━━━ DATA EXTRACT ━━━

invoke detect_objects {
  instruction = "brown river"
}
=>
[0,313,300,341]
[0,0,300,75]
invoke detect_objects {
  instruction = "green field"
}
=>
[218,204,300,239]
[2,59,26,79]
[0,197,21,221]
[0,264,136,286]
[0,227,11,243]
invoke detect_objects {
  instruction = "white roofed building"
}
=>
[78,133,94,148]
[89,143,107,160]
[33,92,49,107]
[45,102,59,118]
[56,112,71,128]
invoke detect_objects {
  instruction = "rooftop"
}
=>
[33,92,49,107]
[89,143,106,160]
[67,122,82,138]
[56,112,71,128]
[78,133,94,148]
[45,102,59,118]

━━━
━━━ DATA EXTRACT ━━━

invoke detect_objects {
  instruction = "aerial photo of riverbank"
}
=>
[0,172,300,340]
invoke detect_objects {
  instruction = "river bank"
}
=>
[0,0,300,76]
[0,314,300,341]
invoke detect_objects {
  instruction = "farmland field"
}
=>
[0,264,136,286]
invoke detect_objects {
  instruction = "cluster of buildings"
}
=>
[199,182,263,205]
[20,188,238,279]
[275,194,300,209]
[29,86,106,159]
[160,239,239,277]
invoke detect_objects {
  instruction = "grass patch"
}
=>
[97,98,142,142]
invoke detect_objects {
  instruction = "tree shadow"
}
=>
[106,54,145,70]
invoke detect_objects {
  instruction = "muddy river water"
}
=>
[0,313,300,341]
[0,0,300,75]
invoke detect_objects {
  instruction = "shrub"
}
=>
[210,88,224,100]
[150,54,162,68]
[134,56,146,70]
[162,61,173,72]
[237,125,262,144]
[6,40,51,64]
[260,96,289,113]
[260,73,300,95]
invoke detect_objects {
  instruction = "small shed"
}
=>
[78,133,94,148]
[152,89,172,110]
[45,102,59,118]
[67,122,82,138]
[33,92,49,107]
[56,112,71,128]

━━━
━━━ DATA EXTRACT ━━━

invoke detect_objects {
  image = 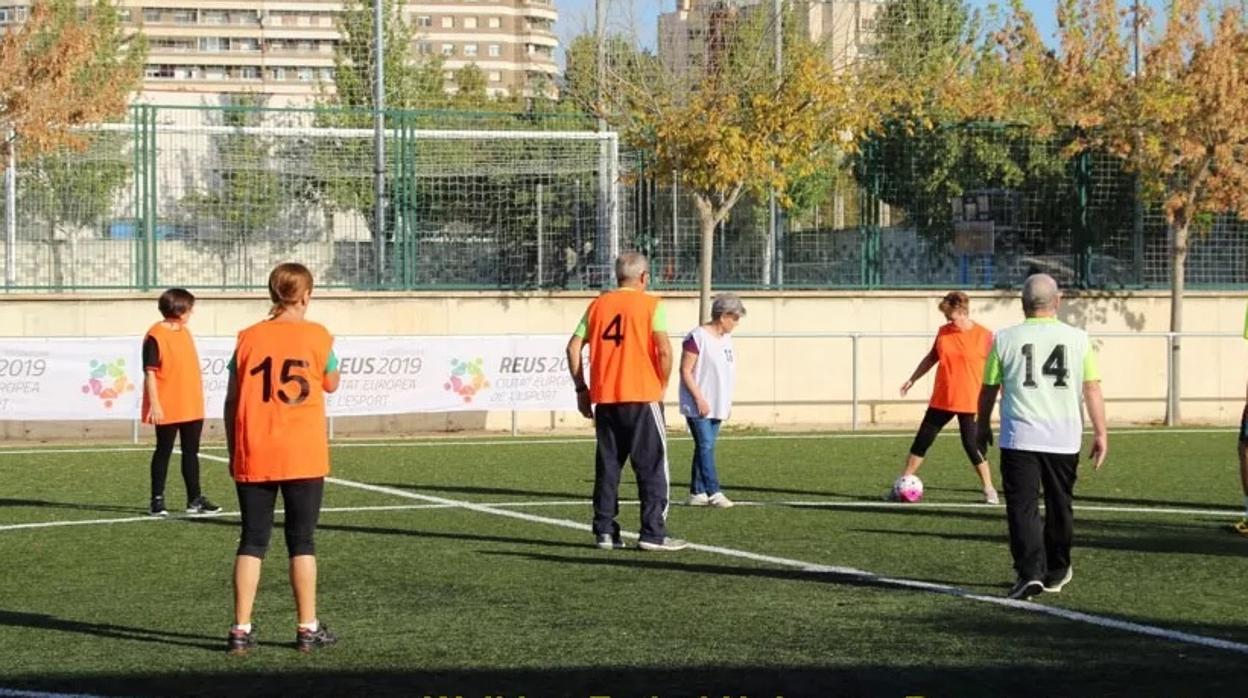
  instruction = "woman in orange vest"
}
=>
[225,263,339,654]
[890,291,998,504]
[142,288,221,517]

━━━

▶ GIVEN PROBLEM:
Which lines in the data above contain the string "field"? Report each of them in full, treating uppercase and lowercase letters as distinct.

▶ SOLUTION:
  instruction = "green field"
  instruction = "farmland field"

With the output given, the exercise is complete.